### WHAT YOU SHOULD DO:
Search the entries for the line containing "I would be grateful if you could spot the raised". Repeat it, then every line after it, exactly through the final line.

### EXERCISE MATERIAL:
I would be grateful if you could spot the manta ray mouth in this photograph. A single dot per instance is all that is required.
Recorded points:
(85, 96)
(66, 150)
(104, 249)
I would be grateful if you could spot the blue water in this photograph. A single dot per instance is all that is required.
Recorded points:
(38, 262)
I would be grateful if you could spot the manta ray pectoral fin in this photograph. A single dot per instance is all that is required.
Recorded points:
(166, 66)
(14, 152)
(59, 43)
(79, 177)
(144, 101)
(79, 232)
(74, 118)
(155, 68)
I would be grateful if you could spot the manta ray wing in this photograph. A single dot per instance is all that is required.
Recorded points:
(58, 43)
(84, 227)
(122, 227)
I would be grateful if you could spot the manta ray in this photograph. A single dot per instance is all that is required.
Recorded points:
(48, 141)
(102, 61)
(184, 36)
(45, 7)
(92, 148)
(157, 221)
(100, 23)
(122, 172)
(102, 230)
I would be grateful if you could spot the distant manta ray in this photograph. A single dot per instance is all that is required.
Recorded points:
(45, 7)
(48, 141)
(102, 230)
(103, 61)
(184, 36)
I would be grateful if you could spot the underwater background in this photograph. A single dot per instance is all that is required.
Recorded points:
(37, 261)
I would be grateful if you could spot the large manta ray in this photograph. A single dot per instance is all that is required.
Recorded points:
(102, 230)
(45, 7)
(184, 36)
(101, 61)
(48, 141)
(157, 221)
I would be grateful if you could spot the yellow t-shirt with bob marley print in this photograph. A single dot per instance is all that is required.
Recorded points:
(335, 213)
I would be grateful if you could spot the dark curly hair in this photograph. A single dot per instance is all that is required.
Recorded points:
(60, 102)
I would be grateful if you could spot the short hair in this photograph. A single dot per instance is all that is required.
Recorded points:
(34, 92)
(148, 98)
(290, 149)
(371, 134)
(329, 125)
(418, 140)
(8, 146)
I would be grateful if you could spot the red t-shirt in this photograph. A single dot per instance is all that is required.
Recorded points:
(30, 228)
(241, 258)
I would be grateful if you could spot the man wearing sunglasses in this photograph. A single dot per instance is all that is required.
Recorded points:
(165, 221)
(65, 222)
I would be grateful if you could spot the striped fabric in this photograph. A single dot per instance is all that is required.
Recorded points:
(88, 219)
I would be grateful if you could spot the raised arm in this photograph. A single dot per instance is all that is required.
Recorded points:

### RESULT:
I would be grateful if you could spot the raised arm in this photograph. A single dot per instance is all that is required.
Recorded points:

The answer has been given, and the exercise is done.